### PROMPT
Lay out the entries below as a JSON list of strings with one string per line and blank lines omitted, starting at the line that contains "the van with" and ending at the final line of the entries.

### DATASET EXCERPTS
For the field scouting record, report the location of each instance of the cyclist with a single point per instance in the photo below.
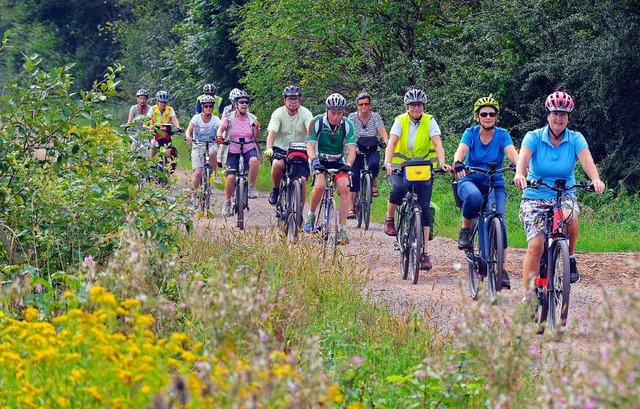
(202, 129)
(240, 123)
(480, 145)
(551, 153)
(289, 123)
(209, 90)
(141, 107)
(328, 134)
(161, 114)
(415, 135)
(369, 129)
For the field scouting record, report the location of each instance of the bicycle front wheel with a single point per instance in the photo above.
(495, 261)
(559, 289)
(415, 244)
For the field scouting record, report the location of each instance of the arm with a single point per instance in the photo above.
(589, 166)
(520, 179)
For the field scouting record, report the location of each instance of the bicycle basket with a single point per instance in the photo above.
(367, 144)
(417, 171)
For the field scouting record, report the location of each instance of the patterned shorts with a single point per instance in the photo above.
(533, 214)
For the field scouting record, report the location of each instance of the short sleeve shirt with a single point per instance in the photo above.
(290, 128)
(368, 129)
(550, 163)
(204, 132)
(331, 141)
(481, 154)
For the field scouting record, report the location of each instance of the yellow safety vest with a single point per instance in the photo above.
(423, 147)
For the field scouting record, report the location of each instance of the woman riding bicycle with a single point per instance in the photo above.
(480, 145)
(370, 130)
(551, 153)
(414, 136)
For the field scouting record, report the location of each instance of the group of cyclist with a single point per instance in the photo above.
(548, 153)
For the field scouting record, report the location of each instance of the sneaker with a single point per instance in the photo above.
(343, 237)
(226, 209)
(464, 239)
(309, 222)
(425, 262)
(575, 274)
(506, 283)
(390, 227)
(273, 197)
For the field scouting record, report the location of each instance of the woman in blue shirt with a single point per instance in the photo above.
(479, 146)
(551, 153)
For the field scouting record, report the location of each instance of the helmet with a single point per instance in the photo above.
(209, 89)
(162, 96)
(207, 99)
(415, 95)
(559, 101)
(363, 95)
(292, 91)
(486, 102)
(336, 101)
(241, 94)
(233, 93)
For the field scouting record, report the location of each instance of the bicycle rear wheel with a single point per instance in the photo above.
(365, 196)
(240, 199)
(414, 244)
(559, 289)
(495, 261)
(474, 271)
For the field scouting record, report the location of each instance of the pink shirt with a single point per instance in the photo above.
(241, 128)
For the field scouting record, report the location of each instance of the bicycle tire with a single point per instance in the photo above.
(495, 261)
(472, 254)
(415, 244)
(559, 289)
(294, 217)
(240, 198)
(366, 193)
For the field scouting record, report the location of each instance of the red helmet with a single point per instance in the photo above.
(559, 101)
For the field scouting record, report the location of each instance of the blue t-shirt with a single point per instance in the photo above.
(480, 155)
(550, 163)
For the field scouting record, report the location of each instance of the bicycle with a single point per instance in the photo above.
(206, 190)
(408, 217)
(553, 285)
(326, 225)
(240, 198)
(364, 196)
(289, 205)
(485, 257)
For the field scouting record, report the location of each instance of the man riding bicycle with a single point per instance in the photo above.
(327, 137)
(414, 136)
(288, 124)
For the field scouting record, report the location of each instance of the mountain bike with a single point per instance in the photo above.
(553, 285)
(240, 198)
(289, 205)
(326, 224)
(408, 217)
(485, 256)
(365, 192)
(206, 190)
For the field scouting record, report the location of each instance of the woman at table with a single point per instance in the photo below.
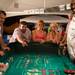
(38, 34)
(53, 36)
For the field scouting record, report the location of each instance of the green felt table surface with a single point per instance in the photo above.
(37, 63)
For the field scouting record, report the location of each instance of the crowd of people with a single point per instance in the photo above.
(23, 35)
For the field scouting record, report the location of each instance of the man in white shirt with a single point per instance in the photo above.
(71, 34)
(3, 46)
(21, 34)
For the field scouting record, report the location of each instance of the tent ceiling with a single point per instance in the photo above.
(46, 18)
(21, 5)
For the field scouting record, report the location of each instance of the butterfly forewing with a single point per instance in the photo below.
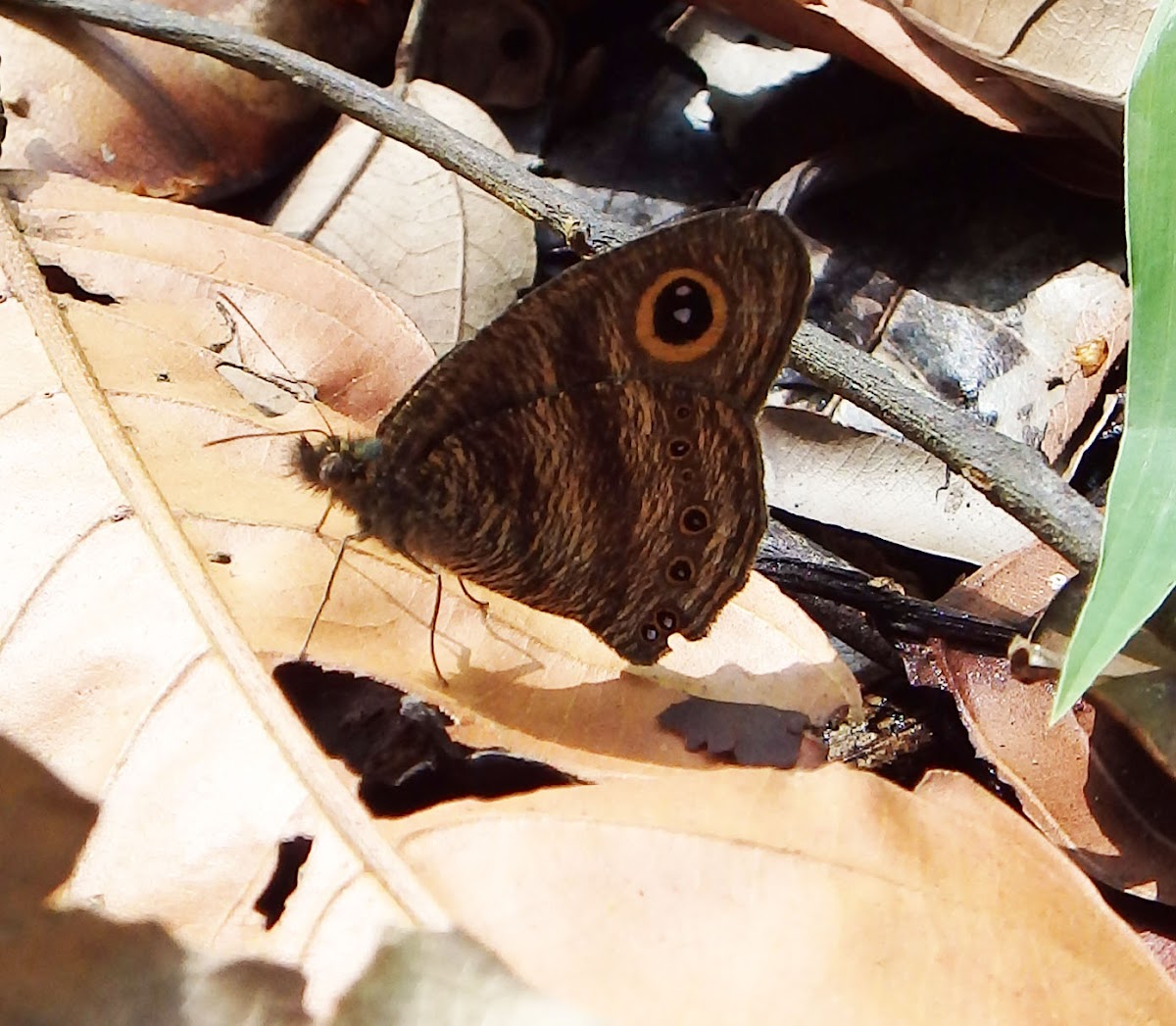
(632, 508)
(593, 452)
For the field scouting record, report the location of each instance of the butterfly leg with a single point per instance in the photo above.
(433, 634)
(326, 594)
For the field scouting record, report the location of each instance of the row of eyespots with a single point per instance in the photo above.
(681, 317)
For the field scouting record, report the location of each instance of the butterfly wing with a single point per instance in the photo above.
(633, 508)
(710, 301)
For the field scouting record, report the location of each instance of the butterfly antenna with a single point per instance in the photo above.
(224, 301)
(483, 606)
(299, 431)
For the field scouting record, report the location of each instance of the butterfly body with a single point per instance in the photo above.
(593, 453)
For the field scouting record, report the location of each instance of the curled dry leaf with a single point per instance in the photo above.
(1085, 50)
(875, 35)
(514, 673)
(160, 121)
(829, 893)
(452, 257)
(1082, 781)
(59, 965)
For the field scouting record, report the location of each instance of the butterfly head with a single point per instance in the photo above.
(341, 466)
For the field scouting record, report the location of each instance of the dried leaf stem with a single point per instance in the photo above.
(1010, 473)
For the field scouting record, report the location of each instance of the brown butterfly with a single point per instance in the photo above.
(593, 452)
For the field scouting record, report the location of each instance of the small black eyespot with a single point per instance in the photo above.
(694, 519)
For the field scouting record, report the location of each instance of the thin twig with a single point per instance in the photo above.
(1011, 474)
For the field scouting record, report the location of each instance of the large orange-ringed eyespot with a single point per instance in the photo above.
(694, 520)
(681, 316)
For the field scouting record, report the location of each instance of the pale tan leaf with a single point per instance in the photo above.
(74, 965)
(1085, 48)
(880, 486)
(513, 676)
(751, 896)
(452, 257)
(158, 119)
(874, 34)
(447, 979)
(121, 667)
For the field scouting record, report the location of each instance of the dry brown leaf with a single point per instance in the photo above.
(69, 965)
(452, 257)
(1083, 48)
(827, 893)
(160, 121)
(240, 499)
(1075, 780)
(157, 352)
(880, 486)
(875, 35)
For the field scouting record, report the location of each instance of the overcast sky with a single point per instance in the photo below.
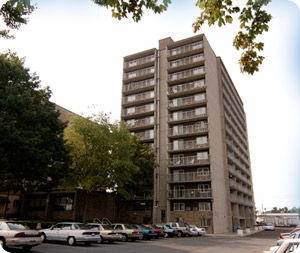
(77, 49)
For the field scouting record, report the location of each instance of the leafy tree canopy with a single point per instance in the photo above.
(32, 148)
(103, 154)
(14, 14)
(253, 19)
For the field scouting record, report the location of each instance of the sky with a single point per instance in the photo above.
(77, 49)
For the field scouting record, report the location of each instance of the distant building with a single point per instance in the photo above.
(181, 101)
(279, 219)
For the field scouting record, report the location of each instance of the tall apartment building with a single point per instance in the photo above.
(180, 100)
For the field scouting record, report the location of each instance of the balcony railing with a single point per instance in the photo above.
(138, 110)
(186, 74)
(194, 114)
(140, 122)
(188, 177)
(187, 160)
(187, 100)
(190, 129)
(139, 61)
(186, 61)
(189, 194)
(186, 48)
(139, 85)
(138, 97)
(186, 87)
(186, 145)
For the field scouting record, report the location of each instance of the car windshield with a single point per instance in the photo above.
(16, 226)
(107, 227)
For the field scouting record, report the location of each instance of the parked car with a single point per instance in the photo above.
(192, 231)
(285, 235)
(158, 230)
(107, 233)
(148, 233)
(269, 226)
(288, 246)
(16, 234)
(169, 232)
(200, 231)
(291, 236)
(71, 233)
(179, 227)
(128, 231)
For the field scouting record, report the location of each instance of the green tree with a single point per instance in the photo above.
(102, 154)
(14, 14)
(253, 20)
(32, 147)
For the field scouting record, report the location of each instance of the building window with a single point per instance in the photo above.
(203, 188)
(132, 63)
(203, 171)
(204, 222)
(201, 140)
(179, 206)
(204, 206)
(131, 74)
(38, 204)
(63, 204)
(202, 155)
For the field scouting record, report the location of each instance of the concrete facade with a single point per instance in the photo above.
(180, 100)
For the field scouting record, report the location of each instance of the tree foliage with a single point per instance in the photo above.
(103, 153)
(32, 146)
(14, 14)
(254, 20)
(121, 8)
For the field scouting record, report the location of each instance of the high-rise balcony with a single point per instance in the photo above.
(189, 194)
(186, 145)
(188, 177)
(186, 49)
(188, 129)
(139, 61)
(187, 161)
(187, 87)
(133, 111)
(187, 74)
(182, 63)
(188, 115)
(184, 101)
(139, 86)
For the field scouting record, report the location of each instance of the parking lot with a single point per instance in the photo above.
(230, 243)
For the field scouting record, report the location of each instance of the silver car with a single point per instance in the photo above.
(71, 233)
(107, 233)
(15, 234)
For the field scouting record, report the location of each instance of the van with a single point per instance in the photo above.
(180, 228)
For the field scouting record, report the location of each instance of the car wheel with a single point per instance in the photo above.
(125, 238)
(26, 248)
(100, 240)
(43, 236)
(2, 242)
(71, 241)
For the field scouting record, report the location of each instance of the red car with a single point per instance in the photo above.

### EXERCISE OUTPUT
[
  "For the field scouting record, report the location of each instance of the van with a single point per instance in the photo above.",
  "(180, 228)",
  "For the field scouting record, report the location of each instance of the car wheel with a single point per instance in the photo above.",
  "(125, 238)",
  "(26, 248)",
  "(100, 240)",
  "(43, 236)",
  "(2, 242)",
  "(71, 241)",
  "For the field scouting record, report the location of each instance of the red car with a single point per instance in the photo above."
]